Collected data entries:
********
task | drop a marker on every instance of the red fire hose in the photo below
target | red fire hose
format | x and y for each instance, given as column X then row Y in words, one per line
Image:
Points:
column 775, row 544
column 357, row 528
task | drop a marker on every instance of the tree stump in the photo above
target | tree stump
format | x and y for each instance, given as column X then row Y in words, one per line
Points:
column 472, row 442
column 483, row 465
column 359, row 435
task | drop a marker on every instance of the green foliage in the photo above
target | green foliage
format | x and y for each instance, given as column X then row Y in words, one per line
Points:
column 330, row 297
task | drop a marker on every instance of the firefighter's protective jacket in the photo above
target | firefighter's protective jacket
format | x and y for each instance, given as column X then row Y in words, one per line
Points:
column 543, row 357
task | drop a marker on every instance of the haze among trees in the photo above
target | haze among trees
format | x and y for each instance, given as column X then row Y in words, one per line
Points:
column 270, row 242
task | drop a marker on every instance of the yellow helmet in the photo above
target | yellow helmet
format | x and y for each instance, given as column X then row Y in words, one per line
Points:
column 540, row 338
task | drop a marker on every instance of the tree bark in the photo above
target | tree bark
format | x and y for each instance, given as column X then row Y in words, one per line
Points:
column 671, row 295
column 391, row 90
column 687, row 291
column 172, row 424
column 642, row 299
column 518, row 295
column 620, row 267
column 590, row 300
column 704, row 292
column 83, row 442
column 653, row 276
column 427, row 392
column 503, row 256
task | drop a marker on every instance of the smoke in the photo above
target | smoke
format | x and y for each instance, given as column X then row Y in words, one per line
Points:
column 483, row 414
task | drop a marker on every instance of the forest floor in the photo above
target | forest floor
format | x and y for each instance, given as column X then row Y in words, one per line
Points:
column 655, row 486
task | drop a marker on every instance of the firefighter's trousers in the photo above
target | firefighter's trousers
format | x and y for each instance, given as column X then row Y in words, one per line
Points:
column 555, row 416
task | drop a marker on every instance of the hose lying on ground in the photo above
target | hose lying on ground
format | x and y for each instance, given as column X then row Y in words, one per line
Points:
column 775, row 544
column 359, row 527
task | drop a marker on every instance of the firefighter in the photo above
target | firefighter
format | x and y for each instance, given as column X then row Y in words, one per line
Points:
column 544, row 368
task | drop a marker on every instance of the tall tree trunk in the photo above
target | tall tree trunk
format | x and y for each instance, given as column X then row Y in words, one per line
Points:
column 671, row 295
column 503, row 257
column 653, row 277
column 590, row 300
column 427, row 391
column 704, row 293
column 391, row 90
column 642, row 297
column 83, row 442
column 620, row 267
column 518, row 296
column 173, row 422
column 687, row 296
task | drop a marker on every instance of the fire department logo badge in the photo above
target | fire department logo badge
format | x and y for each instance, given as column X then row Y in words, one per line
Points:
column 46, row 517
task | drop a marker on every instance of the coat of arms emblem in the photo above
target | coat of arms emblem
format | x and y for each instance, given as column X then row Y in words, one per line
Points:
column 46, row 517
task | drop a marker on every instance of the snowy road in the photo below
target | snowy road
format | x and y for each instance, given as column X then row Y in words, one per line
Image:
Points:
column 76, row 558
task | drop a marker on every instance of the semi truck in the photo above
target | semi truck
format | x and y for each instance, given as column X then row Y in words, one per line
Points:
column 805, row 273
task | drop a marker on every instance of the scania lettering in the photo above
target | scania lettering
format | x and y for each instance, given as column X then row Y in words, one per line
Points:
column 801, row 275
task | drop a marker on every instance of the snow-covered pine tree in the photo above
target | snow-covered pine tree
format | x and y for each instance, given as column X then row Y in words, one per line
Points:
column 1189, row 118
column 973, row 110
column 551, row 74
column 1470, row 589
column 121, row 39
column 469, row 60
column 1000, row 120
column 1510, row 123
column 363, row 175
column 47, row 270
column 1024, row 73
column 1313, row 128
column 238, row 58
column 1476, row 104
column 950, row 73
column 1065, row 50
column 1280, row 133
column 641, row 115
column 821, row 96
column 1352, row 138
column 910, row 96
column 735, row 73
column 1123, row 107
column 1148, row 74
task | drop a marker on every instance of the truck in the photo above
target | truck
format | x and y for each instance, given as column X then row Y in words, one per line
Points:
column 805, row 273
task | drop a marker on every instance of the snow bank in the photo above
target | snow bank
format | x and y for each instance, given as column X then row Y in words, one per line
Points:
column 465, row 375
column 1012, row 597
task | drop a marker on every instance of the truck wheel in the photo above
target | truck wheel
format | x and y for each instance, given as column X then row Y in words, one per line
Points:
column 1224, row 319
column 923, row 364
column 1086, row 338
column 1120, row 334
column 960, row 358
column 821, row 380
********
## [What is being asked]
Please write out all of the entries above again, word for word, with nothing changed or left out.

## [Final result]
task | drop a marker on every instance of the red fire hose in the photo below
target | red fire hose
format | x and y for each instance, given as column X then row Y in words, one per line
Image:
Points:
column 775, row 544
column 357, row 528
task | drop a marker on every instance of the tree stump in the photo above
target | tree stump
format | x and y for each instance, given as column X then row Y in words, one per line
Points:
column 472, row 442
column 483, row 465
column 359, row 435
task | drop a marker on every instance of the green foliage in the photo above
target | green foliage
format | x and y for each instance, given as column X then row Y in words, one per line
Points:
column 330, row 297
task | drop a marker on every instance of the firefighter's protective jacket in the photo above
target | firefighter's protective jacket
format | x and y for each instance, given as column X then row Y in words, one per line
Points:
column 543, row 357
task | drop a marker on every instance of the haze among trees in the photo above
target | haze among trees
format | x and y for each instance, given as column X then row Y in words, one per line
Points:
column 270, row 242
task | drop a marker on every instance of the yellow helmet in the photo above
target | yellow helmet
format | x and y for each instance, given as column X then row Y in words, one per line
Points:
column 540, row 338
task | drop a marker on every instance of the tree bark in the photo above
target | tree bark
format | x and y for each instance, given as column X then row Y in words, one per line
Points:
column 671, row 295
column 391, row 90
column 687, row 291
column 172, row 424
column 642, row 299
column 518, row 295
column 620, row 267
column 590, row 300
column 704, row 292
column 83, row 442
column 653, row 276
column 427, row 392
column 503, row 256
task | drop a marker on every instance of the smoke in the photo above
target | smoke
format | x and y for each instance, given as column X then row Y in words, one per line
Points:
column 483, row 414
task | drop a marker on every instance of the forest floor in the photo above
target | forest floor
format | x and y for each instance, given as column X then row Y in words, one per line
Points:
column 655, row 486
task | drop a marker on every instance of the firefighter's trousers in the photo above
target | firefighter's trousers
format | x and y for each instance, given as column X then row Y in words, one per line
Points:
column 555, row 416
task | drop a marker on every instance of the hose lying on ground in the photo above
target | hose lying on ground
format | x and y for each instance, given as column X then row Y in words, one per line
Points:
column 775, row 544
column 359, row 527
task | drop a marker on every instance of the firefighter in the photo above
target | firefighter
format | x and y for each instance, given as column X then row Y in words, one per line
Points:
column 544, row 368
task | drop a marker on every instance of the tall tree trunk in the photo above
target | tall tree trunk
format | x and y for each instance, given as column X then row Y in words, one per line
Points:
column 671, row 295
column 503, row 257
column 653, row 277
column 590, row 300
column 427, row 391
column 704, row 293
column 391, row 90
column 642, row 297
column 83, row 442
column 620, row 267
column 518, row 296
column 173, row 422
column 687, row 296
task | drop a marker on every instance of the fire department logo badge in the photo above
target | fire department logo badge
format | x and y for each instance, given as column X then row Y in words, one per line
Points:
column 46, row 517
task | drop a marker on every instance of the coat of arms emblem in the photo above
target | coat of arms emblem
format | x and y for each instance, given as column X then row Y in words, one per line
Points:
column 46, row 517
task | drop a marker on every instance of the snowy road in the photo below
target | snowy road
format | x and y for each instance, given as column X then row Y in words, one per line
Image:
Points:
column 76, row 558
task | drop a marker on every instance of the semi truck in the photo above
target | semi truck
format | x and y for each instance, given as column X then row Y in words, one per line
Points:
column 805, row 273
task | drop a marker on every instance of the scania lettering in the photo above
target | scania lettering
format | x and y for each instance, given as column X then row Y in words, one per line
Points:
column 801, row 275
task | drop a marker on every instance of the snow-covered pine tree in the photo above
target | snow-covered pine tree
format | x and y for each instance, given as column X then row Y in words, one per line
Points:
column 1189, row 118
column 973, row 110
column 551, row 74
column 1470, row 589
column 121, row 39
column 469, row 60
column 1000, row 120
column 1510, row 123
column 363, row 175
column 47, row 270
column 1024, row 73
column 1313, row 128
column 238, row 58
column 1476, row 104
column 950, row 73
column 1065, row 50
column 1280, row 133
column 641, row 115
column 821, row 96
column 1352, row 138
column 910, row 96
column 735, row 73
column 1123, row 107
column 1148, row 74
task | drop a marker on every instance of the truck in the photo above
target | truck
format | x and y for each instance, given as column X then row Y in words, one per line
Points:
column 805, row 273
task | drop a marker on every instance of the snow bank in the photo above
target | snow bank
format | x and y for each instance, given as column X then row Y in words, one per line
Points:
column 465, row 375
column 1012, row 597
task | drop a marker on every instance of the truck wheel in the photo above
target | truck wheel
format | x and y for each instance, given as column X then row Y in words, one per line
Points:
column 1224, row 319
column 923, row 364
column 1086, row 338
column 1120, row 334
column 960, row 358
column 821, row 380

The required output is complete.